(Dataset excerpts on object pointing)
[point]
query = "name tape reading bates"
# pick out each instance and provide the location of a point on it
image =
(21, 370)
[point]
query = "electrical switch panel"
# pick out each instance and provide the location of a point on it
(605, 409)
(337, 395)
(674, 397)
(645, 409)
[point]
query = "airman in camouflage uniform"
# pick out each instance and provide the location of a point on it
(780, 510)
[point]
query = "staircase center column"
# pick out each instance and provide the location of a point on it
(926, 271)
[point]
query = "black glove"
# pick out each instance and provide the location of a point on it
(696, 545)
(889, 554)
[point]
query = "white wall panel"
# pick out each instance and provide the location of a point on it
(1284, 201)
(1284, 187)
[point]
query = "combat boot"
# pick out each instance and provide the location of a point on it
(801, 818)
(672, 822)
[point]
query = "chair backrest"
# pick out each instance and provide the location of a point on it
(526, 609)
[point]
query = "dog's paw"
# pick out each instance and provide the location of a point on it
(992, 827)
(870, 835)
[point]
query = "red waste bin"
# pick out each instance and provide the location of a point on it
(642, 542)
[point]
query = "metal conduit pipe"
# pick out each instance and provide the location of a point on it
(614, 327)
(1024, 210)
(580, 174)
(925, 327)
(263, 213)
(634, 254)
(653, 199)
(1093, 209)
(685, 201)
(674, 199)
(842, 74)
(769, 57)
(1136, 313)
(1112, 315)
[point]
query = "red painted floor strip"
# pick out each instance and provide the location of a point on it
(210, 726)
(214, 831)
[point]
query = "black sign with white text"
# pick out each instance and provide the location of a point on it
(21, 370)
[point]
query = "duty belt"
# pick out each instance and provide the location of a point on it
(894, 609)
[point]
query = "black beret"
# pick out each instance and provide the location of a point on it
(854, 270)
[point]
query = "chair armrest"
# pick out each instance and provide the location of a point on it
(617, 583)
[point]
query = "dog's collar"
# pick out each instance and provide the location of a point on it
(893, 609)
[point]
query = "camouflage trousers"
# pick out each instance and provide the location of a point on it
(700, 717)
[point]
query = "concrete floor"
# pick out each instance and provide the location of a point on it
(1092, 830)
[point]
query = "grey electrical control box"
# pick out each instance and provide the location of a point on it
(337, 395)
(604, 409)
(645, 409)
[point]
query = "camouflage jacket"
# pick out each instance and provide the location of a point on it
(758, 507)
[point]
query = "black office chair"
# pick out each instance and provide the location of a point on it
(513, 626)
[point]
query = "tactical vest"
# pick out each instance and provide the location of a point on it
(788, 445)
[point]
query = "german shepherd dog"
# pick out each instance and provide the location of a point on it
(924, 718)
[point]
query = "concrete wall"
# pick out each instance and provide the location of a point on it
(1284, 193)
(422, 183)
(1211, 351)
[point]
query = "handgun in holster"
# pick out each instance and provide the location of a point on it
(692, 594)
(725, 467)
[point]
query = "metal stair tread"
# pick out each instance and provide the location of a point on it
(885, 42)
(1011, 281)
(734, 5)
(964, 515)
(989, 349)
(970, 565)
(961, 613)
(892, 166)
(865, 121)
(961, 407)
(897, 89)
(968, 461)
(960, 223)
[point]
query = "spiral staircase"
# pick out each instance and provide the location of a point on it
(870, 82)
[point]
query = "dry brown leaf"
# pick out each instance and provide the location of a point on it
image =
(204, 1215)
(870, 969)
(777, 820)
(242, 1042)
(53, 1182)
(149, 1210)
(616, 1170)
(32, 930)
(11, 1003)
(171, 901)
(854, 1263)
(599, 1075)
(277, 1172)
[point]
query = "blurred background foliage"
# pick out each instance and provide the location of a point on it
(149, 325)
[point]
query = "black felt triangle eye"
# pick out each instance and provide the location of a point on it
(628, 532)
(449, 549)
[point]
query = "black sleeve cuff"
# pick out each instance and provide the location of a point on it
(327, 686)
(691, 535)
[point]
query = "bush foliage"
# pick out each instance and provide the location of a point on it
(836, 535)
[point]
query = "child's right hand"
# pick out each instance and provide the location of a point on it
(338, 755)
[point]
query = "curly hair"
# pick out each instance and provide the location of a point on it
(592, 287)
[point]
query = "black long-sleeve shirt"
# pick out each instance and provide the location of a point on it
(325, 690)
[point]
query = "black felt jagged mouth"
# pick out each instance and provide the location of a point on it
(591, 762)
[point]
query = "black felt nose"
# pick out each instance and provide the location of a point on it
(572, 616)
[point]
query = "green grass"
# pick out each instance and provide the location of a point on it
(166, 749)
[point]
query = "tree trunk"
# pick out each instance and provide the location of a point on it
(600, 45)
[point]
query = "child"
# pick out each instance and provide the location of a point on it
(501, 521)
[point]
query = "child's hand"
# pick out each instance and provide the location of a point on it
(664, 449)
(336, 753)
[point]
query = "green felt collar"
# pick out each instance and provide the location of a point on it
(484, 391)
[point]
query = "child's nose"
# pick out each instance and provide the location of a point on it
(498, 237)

The request:
All of the records must be retyped exactly as they are.

Task output:
[point]
query = "name tape reading bates"
# pick out each instance and provide the location of a point on it
image =
(21, 370)
[point]
query = "electrical switch panel"
# pick out each instance and provide the location of a point on it
(605, 409)
(337, 395)
(674, 397)
(645, 409)
[point]
query = "airman in camouflage uniform"
# pick out each instance and provide the location of a point on it
(780, 510)
[point]
query = "staircase center column"
# pick out each instance and provide the location of a point on it
(926, 271)
[point]
query = "black glove"
# pick out each instance and provide the location of a point on it
(696, 545)
(889, 554)
[point]
query = "white wall panel"
# pick out each instance and provide the location of a point on it
(1284, 201)
(1284, 187)
[point]
query = "combat boot"
# pick out each instance and provide the location of a point on it
(801, 818)
(672, 822)
[point]
query = "chair backrest"
# pick out each instance and provide the location of a point on it
(526, 609)
[point]
query = "dog's paw"
# pick out each instance and provide the location of a point on it
(992, 827)
(870, 835)
[point]
query = "red waste bin"
# pick out each instance and provide the location of a point on it
(642, 542)
[point]
query = "metal conduit pipe"
# pick out each instance and provide the location of a point on it
(614, 327)
(1024, 210)
(580, 174)
(925, 327)
(263, 213)
(634, 254)
(653, 199)
(1093, 209)
(685, 201)
(674, 199)
(842, 74)
(769, 57)
(1136, 313)
(1112, 315)
[point]
query = "red painted floor strip"
# pick out each instance and provide the location of a point on it
(210, 726)
(214, 831)
[point]
query = "black sign with white text"
# pick out each instance and provide the location of a point on it
(21, 370)
[point]
query = "duty belt"
# pick out each instance and provide the location of a point on it
(894, 609)
[point]
query = "black beret"
# pick out each instance and provide the location of a point on it
(854, 270)
[point]
query = "chair armrest"
# pick out each instance and provide the location of a point on it
(617, 583)
[point]
query = "dog's collar"
# pick out each instance and provide the location of a point on it
(893, 609)
[point]
query = "camouflage trousers"
# pick out each instance and provide the location of a point on it
(700, 717)
[point]
query = "concrete floor"
# pick out each instance and provide the location of a point on it
(1092, 830)
[point]
query = "grey electrical control box"
# pick out each instance and provide the location of a point on it
(337, 395)
(604, 409)
(645, 409)
[point]
query = "camouflage jacket"
# pick out each instance and provide the location of a point on it
(758, 507)
[point]
query = "black office chair"
# pick out each instance and provide the location of a point on it
(513, 626)
[point]
query = "tactical vest"
# pick out each instance and provide the location of a point on it
(788, 445)
[point]
query = "german shepherd dog"
# pick out each instance and provide the location of a point on it
(924, 718)
[point]
query = "concrete wall"
# pick out each instance and provide the location of a point on it
(1284, 193)
(422, 183)
(1211, 351)
[point]
query = "handgun in holster"
# pick out each instance and provide the location of a point on it
(692, 594)
(725, 467)
[point]
query = "metal stair tread"
# pick out each instance and provide the location of a point on it
(885, 42)
(1011, 281)
(734, 5)
(964, 515)
(989, 349)
(970, 565)
(961, 613)
(892, 166)
(865, 121)
(961, 407)
(897, 89)
(968, 461)
(960, 223)
[point]
query = "spiral staircase"
# pick out each instance and provide the location of a point on it
(870, 82)
[point]
query = "dry brown leaf"
# pick out each instance and provide the location of a point on it
image =
(204, 1215)
(870, 969)
(777, 820)
(242, 1042)
(53, 1182)
(149, 1210)
(616, 1170)
(32, 930)
(11, 1003)
(171, 901)
(854, 1263)
(599, 1075)
(277, 1172)
[point]
query = "blurred background foliage"
# pick out each instance and provide the location of a point on it
(149, 325)
[point]
query = "black felt triangle eye"
# pick out each instance and provide the location of a point on it
(628, 532)
(449, 549)
[point]
query = "black sleeve cuff"
# pick out each instance and provide the location of a point on it
(327, 686)
(691, 535)
[point]
query = "bush foliage"
# pick out each instance and provide the location of a point on it
(836, 535)
[point]
query = "child's right hand"
# pick out each instance and provide the location of a point on it
(338, 755)
[point]
query = "curly hair"
# pick out each instance and provide the location of a point on it
(592, 287)
[point]
query = "black long-sleeve shirt"
# pick out each instance and provide the location of a point on it
(325, 690)
[point]
query = "black felt jagged mouth"
# pick out each instance and provide the location of a point on it
(591, 762)
[point]
query = "black felt nose"
# pick out each instance and provide the location of a point on it
(572, 616)
[point]
query = "green grass"
# pick out each instance and provide the location of a point on it
(166, 749)
[point]
query = "tree trunk"
# pick out each instance and provide the location of a point on it
(600, 45)
[point]
query = "child"
# pick out each instance and provide the location of a point on it
(501, 521)
[point]
query = "child's hand"
# pick out each instance and provide the location of a point on it
(664, 449)
(336, 753)
[point]
query = "green felt collar"
# pick out each instance and provide the location of a point on it
(484, 391)
[point]
query = "child's nose"
# pick out each instance and provide the location of a point on it
(498, 237)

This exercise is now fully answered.